Manukau and Waitakere have tended to be stronger first home buyer areas, so with those buyers less active declines in those areas are therefore not unexpected.
 
North Shore and Auckland City, especially at the mid-range of $800k to $1.5m, have shown more resilience than the top and bottom ends of the market. Likely the buyers active in these markets are less impacted by lending restrictions.
 
Across the rest of the country, the lending restrictions have not hit as hard as they have in Auckland.
 
Values in Hamilton had fallen 3% since late last year, but like Auckland, that decline has halted. Part of that initial decline will have been due to a reduction in the number of Aucklanders investing in Hamilton. That had reached a peak of 17% of all sales in the city in late 2015 but with increasing values in Hamilton making the investment equation less attractive, plus added difficulty in securing mortgage funding, that proportion of Auckland investors has fallen back to 11% of all sales.
 
Tauranga went from rapidly increasing values last year to being flat for the first couple of months of this year, and has now begun to creep back up again. Again there is a high percentage of Aucklanders purchasing in Tauranga, some for investment, but more for moving there. That has not eased, but the ready supply of money for those Aucklanders will have slowed a little.
 
Christchurch dipped in the latest month but it is too soon to tell if that means anything. The market there is more finely balanced than the other main cities following a period of strong value growth after the 2010 and 2011 earthquakes. A reduction in demand and mortgage credit may well lead to slowly dropping values in Christchurch in coming months.
 
Wellington and Dunedin are still increasing, just ever so slightly slower than previously. Wellington is experiencing a housing shortage, both for owner occupiers and renters. First home buyers are also very active in the more affordable fringe areas.
All this begs the question as to whether the Reserve Bank’s lending restrictions have either not worked, or have worn off already.
 
Bear in mind that the Reserve Bank is not specifically trying to lower house prices. They are trying to protect the banks and the wider economy against any potential significant correction in house prices. Making sure that borrowers have larger deposits, and that lending is more prudent are two ways of achieving that. The Reserve Bank’s own stats show that lending to investors has dropped by 35% since the introduction of the restrictions. Job done there.

──────────────────────────────

* Work instructions
1: Answer these from the housing market passage:
(a) By what percentage had values in Hamilton fallen since late last year?
(b) Which two cities are described as still increasing?
(c) By how much has lending to investors dropped since the restrictions were introduced, according to the Reserve Bank's own stats?
2: Rewrite part of the housing market passage, beginning at the words "Wellington and Dunedin" and stopping after "affordable fringe areas.", with "fringe areas" changed to "outer suburbs".

Location identification items:
──────────────────────────────

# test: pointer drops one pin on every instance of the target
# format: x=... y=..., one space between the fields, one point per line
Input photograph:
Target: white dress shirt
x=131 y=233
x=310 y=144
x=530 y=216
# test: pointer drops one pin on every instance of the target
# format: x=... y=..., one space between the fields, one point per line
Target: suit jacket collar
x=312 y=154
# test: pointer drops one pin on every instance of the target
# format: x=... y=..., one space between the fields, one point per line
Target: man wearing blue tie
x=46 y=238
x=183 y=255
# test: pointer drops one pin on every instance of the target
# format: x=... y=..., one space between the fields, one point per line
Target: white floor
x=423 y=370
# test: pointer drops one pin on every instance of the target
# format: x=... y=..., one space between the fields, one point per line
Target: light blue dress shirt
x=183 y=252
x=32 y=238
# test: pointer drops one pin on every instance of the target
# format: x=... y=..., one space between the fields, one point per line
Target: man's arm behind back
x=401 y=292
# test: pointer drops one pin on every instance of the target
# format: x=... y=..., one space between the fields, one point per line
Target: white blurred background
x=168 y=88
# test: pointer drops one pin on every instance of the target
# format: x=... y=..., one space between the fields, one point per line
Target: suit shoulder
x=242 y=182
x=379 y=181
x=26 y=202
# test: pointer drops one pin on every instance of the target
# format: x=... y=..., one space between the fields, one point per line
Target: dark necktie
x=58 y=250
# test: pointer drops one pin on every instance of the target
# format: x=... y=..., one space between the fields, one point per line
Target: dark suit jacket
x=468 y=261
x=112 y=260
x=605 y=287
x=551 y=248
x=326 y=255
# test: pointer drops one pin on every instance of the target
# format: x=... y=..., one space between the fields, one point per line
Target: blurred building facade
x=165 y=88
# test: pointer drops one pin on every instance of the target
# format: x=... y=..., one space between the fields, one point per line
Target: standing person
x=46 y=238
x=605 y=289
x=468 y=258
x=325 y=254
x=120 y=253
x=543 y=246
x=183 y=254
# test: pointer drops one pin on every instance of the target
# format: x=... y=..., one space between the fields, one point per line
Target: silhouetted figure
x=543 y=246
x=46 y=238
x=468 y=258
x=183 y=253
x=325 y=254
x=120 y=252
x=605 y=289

──────────────────────────────

* Responses for each task
1:
(a) 3%
(b) Wellington and Dunedin
(c) 35%

2:
Wellington and Dunedin are still increasing, just ever so slightly slower than previously. Wellington is experiencing a housing shortage, both for owner occupiers and renters. First home buyers are also very active in the more affordable outer suburbs.